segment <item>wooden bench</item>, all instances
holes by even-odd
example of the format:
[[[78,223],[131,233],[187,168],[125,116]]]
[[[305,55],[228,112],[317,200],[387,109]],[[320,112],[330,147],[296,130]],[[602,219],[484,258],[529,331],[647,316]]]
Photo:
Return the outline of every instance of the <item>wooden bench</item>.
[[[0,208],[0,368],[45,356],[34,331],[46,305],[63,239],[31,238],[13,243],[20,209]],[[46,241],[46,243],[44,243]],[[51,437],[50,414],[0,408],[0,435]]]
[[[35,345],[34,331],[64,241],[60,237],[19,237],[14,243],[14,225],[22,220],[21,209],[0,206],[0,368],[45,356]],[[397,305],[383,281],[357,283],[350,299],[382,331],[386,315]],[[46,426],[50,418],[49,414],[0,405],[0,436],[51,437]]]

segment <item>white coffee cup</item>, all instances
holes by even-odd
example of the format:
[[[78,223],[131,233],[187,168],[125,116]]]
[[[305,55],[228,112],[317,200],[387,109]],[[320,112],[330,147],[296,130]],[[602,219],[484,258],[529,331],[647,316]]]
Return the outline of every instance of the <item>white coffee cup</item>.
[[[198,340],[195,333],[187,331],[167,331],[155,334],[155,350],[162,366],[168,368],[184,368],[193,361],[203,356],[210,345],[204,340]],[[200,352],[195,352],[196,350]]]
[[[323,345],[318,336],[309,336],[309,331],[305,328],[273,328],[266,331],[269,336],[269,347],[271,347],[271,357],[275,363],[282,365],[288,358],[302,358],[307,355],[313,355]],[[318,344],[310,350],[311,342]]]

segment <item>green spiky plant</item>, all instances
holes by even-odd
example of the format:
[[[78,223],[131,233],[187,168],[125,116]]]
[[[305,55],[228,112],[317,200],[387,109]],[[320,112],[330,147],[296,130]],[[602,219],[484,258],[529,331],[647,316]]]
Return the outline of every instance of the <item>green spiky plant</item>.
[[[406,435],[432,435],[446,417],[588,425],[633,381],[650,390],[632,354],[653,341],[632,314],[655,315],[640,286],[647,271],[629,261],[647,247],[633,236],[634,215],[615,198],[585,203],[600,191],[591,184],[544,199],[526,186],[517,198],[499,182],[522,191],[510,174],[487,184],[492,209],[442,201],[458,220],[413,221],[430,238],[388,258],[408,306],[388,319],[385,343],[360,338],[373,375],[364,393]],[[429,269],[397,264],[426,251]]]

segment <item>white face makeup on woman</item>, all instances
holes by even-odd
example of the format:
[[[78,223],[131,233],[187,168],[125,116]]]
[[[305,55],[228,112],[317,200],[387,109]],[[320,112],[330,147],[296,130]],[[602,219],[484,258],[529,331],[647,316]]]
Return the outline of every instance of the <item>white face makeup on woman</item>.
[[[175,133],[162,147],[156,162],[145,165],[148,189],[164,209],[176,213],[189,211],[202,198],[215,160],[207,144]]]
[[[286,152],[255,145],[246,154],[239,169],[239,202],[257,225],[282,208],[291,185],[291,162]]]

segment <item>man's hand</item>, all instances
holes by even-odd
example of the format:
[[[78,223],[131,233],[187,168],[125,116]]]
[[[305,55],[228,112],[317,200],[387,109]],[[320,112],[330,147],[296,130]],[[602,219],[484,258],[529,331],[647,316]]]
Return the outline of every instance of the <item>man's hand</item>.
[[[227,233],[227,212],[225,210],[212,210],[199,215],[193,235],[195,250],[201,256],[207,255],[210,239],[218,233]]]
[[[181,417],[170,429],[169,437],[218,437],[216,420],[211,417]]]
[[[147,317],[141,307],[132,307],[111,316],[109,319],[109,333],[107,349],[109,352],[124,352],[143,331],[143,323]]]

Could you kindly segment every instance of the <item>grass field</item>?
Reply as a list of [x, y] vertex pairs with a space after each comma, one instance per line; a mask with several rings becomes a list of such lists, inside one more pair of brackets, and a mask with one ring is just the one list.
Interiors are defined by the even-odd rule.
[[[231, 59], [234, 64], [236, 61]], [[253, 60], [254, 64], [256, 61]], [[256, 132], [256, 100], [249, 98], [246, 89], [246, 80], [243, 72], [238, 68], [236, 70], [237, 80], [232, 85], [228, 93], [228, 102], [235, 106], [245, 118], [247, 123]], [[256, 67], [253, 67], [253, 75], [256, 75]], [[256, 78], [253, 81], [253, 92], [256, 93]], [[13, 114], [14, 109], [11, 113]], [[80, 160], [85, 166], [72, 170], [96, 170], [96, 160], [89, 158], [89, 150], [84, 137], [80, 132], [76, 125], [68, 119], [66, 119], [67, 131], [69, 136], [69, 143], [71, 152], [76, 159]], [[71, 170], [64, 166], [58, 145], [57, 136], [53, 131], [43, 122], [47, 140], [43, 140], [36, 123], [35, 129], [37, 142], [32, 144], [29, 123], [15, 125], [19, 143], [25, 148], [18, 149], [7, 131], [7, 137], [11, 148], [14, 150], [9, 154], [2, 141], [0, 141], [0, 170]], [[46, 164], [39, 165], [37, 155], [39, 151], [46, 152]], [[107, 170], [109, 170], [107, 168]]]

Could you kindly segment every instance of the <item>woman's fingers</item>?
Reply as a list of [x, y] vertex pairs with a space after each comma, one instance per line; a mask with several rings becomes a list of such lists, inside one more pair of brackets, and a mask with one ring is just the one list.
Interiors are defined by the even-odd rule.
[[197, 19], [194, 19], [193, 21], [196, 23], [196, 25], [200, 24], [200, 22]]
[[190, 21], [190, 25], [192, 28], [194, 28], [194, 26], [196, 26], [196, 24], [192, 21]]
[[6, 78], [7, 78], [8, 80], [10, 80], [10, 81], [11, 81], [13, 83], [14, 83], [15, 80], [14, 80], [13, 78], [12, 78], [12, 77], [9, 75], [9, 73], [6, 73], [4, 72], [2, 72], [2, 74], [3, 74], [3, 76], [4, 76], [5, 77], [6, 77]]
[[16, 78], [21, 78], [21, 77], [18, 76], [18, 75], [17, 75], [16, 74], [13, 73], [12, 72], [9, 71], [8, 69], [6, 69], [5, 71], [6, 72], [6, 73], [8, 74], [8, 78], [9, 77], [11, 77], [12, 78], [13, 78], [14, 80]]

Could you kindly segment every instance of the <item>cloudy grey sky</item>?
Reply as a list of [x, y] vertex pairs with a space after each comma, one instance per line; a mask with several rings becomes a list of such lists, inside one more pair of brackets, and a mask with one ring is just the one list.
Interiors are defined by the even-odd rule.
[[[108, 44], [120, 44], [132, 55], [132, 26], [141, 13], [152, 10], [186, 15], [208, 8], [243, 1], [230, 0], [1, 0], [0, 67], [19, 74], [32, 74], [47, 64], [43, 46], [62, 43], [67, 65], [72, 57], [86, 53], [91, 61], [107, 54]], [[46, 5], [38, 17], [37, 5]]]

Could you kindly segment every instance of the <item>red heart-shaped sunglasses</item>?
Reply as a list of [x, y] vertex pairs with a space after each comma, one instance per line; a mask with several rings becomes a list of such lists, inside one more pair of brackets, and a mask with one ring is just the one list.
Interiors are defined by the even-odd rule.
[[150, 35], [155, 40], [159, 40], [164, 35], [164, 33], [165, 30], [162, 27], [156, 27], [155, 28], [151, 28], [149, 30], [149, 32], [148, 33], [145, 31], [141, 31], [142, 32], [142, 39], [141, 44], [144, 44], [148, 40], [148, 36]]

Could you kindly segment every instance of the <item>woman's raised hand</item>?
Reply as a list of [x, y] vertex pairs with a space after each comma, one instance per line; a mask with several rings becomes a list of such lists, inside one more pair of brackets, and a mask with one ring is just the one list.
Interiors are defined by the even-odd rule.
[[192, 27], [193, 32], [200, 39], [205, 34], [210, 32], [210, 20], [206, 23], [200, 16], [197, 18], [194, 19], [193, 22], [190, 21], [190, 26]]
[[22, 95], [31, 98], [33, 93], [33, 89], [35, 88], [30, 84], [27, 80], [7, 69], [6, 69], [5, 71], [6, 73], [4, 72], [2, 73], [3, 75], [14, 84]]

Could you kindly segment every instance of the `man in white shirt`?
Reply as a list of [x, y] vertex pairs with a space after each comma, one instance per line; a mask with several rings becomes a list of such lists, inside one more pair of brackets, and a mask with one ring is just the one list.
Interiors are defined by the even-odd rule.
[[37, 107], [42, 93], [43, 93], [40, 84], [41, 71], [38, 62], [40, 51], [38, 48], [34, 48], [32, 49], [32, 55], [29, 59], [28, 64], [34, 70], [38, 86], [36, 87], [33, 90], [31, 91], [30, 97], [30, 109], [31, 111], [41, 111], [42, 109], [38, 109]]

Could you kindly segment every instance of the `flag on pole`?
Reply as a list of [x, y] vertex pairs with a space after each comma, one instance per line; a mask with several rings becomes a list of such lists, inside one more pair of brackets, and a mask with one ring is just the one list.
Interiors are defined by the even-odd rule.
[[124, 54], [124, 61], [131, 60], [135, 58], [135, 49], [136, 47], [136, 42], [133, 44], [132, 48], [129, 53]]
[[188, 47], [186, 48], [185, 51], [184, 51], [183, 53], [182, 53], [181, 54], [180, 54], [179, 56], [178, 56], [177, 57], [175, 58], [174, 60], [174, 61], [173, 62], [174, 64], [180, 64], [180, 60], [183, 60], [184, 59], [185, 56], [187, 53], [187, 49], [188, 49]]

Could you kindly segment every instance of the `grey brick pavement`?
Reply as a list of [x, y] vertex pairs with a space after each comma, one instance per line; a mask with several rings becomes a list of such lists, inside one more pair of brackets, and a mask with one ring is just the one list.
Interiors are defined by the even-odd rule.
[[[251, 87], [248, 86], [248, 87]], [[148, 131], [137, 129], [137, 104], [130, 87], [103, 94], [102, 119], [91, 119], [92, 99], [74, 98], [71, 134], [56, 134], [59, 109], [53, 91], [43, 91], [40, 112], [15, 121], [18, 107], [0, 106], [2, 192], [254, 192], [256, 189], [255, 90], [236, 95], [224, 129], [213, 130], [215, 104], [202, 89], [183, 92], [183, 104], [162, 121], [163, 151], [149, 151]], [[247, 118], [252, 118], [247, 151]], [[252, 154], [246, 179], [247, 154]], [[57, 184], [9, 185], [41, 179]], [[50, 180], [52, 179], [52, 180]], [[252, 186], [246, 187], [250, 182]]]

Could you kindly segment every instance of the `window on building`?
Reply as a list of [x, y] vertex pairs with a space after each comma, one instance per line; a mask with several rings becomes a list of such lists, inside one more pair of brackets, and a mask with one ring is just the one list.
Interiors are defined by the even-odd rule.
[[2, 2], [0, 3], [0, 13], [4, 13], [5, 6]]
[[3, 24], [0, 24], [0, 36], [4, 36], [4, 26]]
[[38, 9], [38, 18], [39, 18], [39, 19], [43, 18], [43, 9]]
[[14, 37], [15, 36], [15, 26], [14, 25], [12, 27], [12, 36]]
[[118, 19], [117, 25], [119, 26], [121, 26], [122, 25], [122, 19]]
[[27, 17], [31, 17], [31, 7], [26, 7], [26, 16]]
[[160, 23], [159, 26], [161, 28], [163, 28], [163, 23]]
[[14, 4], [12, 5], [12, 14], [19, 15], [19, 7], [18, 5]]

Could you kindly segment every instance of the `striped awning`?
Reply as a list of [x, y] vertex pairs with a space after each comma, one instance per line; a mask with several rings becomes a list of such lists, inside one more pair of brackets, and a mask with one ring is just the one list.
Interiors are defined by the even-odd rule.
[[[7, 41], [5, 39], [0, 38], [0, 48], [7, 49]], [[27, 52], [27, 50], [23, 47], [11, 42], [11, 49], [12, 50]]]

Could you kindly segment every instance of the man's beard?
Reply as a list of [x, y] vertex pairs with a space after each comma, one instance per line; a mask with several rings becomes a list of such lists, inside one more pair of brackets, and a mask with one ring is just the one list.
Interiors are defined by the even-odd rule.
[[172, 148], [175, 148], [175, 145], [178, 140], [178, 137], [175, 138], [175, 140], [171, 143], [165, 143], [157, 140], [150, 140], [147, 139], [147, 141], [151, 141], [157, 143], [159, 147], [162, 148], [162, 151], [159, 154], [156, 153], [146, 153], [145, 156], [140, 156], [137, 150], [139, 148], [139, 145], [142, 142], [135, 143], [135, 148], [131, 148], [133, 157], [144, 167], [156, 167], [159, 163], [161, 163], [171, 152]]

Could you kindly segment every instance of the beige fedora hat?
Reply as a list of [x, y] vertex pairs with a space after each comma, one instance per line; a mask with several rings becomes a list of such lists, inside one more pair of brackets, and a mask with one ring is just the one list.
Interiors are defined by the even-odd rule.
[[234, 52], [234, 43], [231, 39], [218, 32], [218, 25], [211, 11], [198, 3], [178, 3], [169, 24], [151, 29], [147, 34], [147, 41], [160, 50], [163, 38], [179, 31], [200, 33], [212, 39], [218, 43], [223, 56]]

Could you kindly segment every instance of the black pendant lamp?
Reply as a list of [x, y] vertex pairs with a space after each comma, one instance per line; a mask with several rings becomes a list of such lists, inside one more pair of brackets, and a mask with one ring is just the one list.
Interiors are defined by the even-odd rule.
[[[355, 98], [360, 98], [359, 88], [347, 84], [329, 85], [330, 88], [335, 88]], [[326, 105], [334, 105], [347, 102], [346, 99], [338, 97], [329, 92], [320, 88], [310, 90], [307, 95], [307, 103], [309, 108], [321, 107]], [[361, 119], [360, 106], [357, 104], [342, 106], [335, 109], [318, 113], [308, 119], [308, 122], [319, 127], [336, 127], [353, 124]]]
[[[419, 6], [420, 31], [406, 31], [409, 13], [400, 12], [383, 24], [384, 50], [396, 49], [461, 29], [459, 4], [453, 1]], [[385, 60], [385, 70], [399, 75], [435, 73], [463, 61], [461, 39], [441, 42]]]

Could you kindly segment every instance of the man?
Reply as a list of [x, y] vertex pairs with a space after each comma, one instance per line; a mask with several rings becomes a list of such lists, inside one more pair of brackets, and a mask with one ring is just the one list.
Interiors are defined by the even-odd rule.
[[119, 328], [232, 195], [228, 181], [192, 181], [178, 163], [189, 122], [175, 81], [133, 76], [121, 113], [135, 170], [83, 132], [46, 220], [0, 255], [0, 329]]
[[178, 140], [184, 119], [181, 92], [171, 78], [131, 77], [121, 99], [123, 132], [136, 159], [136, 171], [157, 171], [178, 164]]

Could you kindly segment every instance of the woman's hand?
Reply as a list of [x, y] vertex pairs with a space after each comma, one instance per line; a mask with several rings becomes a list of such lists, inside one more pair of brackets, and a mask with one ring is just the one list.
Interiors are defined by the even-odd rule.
####################
EXERCISE BRIEF: Output the lines from the one containing "Could you kindly segment every instance of the woman's" through the last line of the records, inclusive, as a JSON array of strings with one string per line and blank lines omitted.

RESULT BELOW:
[
  "Could you kindly segment every instance of the woman's hand?",
  "Reply as a list of [x, y] vertex pairs with a space after each comma, one instance per line; a mask with several rings becomes a list of such lists, inside one more pair of brackets, and a mask with one ring is just the one list.",
  "Interiors are defined by the even-odd rule."
]